• [EXERCISE SET]
(1) In the CUDA.jl API reference, rewrite the paragraph starting "If local_toolkit is set" as a short bulleted list that keeps its main facts.
(2) According to the CUDA.jl API reference, what should most users call instead of current_device?
(3) Resume the CUDA.jl API reference after its last sentence, keeping the same layout and style.

Gets the string description of an error code.

source

Version Management

CUDA.driver_version — Method

driver_version()

Returns the latest version of CUDA supported by the loaded driver.

source

CUDA.runtime_version — Method

runtime_version()

Returns the CUDA Runtime version.

source

CUDA.set_runtime_version! — Function

CUDA.set_runtime_version!([version::VersionNumber]; [local_toolkit::Bool])

Configures the active project to use a specific CUDA toolkit version from a specific source.

If local_toolkit is set, the CUDA toolkit will be used from the local system, otherwise it will be downloaded from an artifact source. In the case of a local toolkit, version informs CUDA.jl which version that is (this may be useful if auto-detection fails). In the case of artifact sources, version controls which version will be downloaded and used.

When not specifying either the version or the local_toolkit argument, the default behavior will be used, which is to use the most recent compatible runtime available from an artifact source. Note that this will override any Preferences that may be configured in a higher-up depot; to clear preferences nondestructively, use CUDA.reset_runtime_version! instead.

source

CUDA.reset_runtime_version! — Function

CUDA.reset_runtime_version!()

Resets the CUDA version preferences in the active project to the default, which is to use the most recent compatible runtime available from an artifact source, unless a higher-up depot has configured a different preference. To force use of the default behavior for the local project, use CUDA.set_runtime_version! with no arguments.

source

Device Management

CUDA.CuDevice — Type

CuDevice(ordinal::Integer)

Get a handle to a compute device.

source

CUDA.devices — Function

devices()

Get an iterator for the compute devices.

source

CUDA.current_device — Function

current_device()

Returns the current device.

Warning

This is a low-level API, returning the current device as known to the CUDA driver. For most users, it is recommended to use the device method instead.

source

CUDA.name — Method

name(dev::CuDevice)

Returns an identifier string for the device.

source

CUDA.totalmem — Method

totalmem(dev::CuDevice)

Returns the total amount of memory (in bytes) on the device.

source

CUDA.attribute — Function

attribute(dev::CuDevice, code)

Returns information about the device.

source

attribute(X, pool::CuMemoryPool, attr)

Returns attribute attr about pool. The type of the returned value depends on the attribute, and as such must be passed as the X parameter.

source

attribute(X, ptr::Union{Ptr,CuPtr}, attr)

Returns attribute attr about pointer ptr. The type of the returned value depends on the attribute, and as such must be passed as the X parameter.

• [DATA ROWS]
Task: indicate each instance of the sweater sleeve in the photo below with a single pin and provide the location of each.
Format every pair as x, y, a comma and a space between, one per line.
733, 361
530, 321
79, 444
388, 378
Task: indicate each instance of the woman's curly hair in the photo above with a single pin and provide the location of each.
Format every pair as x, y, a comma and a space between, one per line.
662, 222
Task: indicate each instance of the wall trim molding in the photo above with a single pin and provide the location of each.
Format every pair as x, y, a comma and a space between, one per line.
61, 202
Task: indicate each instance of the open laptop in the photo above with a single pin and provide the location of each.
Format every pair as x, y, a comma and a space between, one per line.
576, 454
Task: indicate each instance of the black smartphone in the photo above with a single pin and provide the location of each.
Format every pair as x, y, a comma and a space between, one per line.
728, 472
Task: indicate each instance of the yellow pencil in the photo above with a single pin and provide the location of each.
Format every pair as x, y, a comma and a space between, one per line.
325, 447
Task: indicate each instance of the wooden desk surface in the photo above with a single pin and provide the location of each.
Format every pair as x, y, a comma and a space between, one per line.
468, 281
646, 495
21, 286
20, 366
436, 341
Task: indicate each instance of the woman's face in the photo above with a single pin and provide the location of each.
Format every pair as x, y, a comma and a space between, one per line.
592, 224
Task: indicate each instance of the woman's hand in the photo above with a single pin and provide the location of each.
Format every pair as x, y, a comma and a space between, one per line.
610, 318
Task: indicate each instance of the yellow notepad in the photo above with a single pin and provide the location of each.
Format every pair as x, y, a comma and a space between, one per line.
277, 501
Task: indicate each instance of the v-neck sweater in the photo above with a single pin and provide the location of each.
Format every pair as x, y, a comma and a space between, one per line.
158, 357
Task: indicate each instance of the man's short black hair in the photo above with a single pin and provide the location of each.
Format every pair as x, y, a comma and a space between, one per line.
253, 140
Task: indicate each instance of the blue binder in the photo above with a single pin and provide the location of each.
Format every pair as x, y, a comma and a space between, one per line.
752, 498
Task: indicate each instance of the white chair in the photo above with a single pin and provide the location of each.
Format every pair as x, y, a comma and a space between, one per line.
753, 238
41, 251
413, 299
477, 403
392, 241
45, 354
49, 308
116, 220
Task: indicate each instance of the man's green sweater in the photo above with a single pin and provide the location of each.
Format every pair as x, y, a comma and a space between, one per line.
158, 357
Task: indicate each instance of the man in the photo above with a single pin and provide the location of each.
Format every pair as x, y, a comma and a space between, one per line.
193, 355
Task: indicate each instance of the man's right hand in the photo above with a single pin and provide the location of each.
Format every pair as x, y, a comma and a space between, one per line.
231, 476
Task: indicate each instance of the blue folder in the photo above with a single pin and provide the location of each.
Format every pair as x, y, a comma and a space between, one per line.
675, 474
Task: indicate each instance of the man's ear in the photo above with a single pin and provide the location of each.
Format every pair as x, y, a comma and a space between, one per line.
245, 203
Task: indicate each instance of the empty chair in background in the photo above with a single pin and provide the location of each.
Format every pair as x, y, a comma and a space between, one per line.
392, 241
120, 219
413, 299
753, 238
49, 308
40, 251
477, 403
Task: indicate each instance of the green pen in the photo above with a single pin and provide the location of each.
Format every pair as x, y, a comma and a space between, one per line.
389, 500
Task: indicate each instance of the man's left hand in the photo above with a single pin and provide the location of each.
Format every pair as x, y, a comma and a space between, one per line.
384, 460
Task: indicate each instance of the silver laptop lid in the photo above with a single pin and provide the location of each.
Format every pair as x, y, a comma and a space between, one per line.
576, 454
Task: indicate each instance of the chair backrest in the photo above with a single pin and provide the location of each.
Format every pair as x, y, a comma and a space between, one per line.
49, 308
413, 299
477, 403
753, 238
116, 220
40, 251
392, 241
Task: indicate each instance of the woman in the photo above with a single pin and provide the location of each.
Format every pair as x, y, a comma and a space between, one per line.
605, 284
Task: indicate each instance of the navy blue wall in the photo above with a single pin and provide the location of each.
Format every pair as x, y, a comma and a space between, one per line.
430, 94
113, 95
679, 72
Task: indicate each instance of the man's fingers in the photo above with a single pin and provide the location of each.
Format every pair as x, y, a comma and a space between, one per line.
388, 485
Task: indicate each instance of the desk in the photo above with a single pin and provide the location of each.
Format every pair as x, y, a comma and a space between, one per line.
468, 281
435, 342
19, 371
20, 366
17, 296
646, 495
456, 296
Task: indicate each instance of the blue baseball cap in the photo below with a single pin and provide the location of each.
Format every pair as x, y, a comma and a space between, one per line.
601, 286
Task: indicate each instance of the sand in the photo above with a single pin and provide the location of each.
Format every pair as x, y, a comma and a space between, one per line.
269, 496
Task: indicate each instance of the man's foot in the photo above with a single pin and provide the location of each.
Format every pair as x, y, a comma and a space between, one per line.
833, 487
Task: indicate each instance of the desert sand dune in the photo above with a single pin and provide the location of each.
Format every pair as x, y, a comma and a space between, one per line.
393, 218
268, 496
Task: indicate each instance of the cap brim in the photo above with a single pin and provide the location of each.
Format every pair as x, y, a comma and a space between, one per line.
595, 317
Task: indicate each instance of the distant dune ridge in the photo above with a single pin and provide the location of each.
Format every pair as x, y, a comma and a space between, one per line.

• [FINAL ANSWERS]
(1)
- If local_toolkit is set, the CUDA toolkit comes from the local system. Otherwise it is downloaded from an artifact source.
- For a local toolkit, version tells CUDA.jl which version it is, which can help if auto-detection fails.
- For artifact sources, version picks which version is downloaded and used.

(2) The device method.

(3)
source

Certain common attributes are exposed by additional convenience functions:

CUDA.capability — Method

capability(dev::CuDevice)

Returns the compute capability of the device.

source

CUDA.warpsize — Method

warpsize(dev::CuDevice)

Returns the warp size (in threads) of the device.

source

Context Management

CUDA.CuContext — Type

CuContext(dev::CuDevice, flags=CTX_SCHED_AUTO)
CuContext(f::Function, ...)

Create a CUDA context for device. A context on the GPU is analogous to a process on the CPU, with its own distinct address space and allocated resources. When a context is destroyed, the system cleans up the resources allocated to it.

When you are done using the context, call CUDA.unsafe_destroy! to mark it for deletion, or use do-block syntax with this constructor.

source

CUDA.unsafe_destroy! — Method

unsafe_destroy!(ctx::CuContext)

Immediately destroy a context, freeing up all resources associated with it. This does not respect any users of the context, and might make other objects unusable.

source

CUDA.current_context — Function

current_context()

Returns the current context. Throws an undefined reference error if the current thread has no context bound to it, or if the bound context has been destroyed.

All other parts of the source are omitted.